Raw records –
--- Start ---

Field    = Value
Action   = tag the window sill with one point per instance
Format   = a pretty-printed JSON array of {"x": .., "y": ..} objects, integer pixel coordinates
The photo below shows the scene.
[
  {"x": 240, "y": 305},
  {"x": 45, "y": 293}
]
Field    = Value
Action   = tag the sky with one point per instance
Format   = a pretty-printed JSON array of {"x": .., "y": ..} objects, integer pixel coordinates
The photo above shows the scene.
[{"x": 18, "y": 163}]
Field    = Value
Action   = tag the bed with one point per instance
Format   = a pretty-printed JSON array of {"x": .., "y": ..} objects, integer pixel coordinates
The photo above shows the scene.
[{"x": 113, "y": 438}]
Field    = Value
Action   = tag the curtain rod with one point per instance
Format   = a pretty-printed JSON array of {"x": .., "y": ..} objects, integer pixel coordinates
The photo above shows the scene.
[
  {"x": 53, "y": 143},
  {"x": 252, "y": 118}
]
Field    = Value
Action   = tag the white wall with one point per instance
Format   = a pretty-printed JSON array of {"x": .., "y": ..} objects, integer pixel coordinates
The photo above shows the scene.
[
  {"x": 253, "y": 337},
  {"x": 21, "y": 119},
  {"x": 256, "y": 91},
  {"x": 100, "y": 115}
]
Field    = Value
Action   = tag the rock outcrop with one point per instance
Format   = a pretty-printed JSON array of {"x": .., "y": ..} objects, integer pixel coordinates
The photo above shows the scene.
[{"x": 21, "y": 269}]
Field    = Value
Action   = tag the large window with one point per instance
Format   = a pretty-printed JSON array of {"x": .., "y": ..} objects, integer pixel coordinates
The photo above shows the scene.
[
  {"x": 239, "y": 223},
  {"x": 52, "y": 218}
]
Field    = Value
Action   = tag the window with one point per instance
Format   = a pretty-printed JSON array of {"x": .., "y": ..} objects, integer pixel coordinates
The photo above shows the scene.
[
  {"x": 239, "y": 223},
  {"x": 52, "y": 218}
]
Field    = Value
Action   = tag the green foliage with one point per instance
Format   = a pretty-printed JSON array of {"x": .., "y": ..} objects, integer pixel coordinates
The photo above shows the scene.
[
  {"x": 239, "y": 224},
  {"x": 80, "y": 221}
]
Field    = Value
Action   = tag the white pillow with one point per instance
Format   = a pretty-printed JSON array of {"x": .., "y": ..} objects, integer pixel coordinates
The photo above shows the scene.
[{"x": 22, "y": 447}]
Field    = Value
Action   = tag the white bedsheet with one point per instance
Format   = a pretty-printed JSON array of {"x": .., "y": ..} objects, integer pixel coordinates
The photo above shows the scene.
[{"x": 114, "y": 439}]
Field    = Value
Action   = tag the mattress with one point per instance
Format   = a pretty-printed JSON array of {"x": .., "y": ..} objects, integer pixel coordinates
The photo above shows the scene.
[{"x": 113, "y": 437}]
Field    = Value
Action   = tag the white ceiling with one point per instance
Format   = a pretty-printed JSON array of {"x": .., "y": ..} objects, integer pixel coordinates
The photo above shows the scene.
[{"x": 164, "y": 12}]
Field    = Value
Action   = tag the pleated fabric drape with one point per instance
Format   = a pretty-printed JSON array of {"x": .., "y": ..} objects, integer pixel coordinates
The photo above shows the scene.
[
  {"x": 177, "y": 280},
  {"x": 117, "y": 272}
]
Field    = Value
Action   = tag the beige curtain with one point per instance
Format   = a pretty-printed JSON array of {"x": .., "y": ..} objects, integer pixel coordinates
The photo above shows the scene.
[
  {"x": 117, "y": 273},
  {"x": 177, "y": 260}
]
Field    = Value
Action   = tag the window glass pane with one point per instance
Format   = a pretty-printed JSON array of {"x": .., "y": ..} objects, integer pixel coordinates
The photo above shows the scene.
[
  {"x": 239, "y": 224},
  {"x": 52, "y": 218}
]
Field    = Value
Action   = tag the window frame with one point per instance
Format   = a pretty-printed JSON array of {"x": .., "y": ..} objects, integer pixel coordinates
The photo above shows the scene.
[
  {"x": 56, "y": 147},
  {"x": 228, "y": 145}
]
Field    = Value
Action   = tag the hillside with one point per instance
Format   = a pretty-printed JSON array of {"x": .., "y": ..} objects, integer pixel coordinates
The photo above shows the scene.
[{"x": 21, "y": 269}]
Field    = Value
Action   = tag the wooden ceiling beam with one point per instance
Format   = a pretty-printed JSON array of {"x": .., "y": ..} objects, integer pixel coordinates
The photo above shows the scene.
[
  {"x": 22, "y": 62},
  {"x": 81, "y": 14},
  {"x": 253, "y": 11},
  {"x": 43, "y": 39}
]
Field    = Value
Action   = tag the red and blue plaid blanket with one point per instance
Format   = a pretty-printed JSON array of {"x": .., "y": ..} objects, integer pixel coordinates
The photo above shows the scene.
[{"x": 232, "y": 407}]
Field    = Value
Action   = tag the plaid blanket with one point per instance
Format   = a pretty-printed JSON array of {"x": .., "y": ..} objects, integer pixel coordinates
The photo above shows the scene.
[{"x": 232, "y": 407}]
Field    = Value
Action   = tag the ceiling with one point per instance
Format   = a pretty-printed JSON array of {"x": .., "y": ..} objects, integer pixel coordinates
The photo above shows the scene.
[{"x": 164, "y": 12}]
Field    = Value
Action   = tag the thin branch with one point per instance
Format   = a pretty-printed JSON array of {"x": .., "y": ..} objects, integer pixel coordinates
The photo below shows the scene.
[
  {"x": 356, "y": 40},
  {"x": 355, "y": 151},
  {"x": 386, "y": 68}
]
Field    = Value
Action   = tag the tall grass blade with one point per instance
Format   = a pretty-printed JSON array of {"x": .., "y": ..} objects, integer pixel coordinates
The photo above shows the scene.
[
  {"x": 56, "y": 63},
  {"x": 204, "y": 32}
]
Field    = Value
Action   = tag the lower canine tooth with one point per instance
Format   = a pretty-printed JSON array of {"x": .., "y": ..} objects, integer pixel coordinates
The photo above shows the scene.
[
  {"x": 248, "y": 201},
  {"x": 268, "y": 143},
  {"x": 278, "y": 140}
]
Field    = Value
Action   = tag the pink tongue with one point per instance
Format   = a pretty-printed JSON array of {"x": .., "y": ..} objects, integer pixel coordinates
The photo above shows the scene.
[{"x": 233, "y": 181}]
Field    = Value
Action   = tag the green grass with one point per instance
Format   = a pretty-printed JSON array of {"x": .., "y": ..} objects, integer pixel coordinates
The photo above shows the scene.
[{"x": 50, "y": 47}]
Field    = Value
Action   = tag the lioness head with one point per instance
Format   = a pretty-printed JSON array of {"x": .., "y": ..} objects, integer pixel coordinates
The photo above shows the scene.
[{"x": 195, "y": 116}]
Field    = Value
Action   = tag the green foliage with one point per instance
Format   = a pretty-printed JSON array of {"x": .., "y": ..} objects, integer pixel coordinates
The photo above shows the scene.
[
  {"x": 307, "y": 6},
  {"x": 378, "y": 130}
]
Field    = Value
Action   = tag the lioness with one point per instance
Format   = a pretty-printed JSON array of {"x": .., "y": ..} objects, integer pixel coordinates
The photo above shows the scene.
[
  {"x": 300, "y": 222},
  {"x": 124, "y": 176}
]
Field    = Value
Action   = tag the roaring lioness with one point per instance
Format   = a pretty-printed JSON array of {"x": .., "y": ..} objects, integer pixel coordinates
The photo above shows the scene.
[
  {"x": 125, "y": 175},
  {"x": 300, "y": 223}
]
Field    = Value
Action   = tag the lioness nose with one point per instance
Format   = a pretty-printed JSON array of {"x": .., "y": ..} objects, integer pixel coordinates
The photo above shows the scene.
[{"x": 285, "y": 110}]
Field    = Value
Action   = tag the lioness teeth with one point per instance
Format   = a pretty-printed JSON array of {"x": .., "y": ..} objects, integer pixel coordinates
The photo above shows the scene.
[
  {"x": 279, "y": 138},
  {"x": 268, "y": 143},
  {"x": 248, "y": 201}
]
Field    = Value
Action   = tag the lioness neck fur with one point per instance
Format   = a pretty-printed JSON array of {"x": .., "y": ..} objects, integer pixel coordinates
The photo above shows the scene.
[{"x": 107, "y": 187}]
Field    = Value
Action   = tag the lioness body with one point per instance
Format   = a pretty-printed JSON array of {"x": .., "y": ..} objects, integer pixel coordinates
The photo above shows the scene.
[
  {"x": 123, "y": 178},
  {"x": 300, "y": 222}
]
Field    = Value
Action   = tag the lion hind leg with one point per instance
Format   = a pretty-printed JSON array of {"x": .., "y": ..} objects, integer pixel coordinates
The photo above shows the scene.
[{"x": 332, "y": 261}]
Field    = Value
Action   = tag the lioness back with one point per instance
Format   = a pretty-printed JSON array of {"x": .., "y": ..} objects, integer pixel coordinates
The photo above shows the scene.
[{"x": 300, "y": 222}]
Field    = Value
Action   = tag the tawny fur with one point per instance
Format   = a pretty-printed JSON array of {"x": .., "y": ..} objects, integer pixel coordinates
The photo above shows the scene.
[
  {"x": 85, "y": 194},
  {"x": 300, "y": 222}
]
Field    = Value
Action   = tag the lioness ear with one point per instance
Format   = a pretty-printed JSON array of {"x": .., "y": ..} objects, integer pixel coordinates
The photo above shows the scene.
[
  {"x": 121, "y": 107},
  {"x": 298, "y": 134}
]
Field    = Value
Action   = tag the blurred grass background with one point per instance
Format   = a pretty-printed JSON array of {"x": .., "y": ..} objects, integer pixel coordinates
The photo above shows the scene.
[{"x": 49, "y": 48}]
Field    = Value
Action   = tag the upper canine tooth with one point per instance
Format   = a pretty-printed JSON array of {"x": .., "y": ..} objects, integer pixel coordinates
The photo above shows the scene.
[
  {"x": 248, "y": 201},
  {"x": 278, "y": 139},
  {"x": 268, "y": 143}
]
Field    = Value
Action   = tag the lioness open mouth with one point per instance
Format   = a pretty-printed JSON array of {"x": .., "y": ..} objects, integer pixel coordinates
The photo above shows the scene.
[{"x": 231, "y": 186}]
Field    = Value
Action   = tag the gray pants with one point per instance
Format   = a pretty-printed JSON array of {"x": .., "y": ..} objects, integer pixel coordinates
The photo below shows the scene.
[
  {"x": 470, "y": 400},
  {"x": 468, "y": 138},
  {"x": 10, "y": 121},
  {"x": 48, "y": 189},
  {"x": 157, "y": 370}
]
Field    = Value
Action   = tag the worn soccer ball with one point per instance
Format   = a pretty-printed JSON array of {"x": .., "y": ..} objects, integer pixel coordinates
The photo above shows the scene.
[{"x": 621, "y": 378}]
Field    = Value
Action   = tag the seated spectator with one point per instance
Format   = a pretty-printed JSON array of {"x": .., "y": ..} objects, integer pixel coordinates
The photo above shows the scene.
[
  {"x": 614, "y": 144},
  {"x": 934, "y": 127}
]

--- End ---

Directive – How many lines of the material above contain the string "canine"? Give only the number.

Solution for this problem – 2